Start of Given records

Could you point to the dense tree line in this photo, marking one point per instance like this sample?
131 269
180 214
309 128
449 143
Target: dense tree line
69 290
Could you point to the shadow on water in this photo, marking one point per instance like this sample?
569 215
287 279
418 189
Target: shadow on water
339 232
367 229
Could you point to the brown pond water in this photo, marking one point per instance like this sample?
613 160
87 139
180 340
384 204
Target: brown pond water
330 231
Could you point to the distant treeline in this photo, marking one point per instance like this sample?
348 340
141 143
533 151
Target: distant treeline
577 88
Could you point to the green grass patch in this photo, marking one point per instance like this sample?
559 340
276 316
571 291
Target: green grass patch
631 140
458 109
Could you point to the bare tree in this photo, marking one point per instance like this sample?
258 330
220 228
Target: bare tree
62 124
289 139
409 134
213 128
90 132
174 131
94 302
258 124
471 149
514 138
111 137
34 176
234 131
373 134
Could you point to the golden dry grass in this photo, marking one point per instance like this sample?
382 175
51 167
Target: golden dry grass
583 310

End of Given records

__What you should do__:
Everything in the records should be written out again exactly.

__Expected output__:
Could you point to the dense tree line in this photo, marking one point per instance like this sample?
131 269
180 214
309 128
449 143
Target: dense tree line
69 290
Could you point to the shadow on water in this photo, marking one point per instance like this sample?
569 215
287 279
418 189
Target: shadow on water
339 232
367 229
Could you point to the brown pond water in this photo, marking one point per instance like this sample?
613 160
87 139
180 340
384 204
Target: brown pond water
330 231
Could you point to the distant treeline in this photo, marking one point per instance like this sample?
348 340
141 143
533 151
Target: distant treeline
577 88
Could you point to the green grass patch in this photo, marking one point per instance like this sample?
559 340
276 316
571 291
Target: green grass patch
631 140
458 109
Could you point to the bare tree in this photo, marking one point per instance like this sample?
258 330
220 228
Target: bare tree
62 124
289 139
409 134
213 128
90 132
174 131
94 302
258 124
471 149
514 138
111 137
34 176
234 131
373 134
Could you point to the golden dry grass in this photo, marking one point per instance like this sample?
382 175
51 167
Target: golden dry grass
583 310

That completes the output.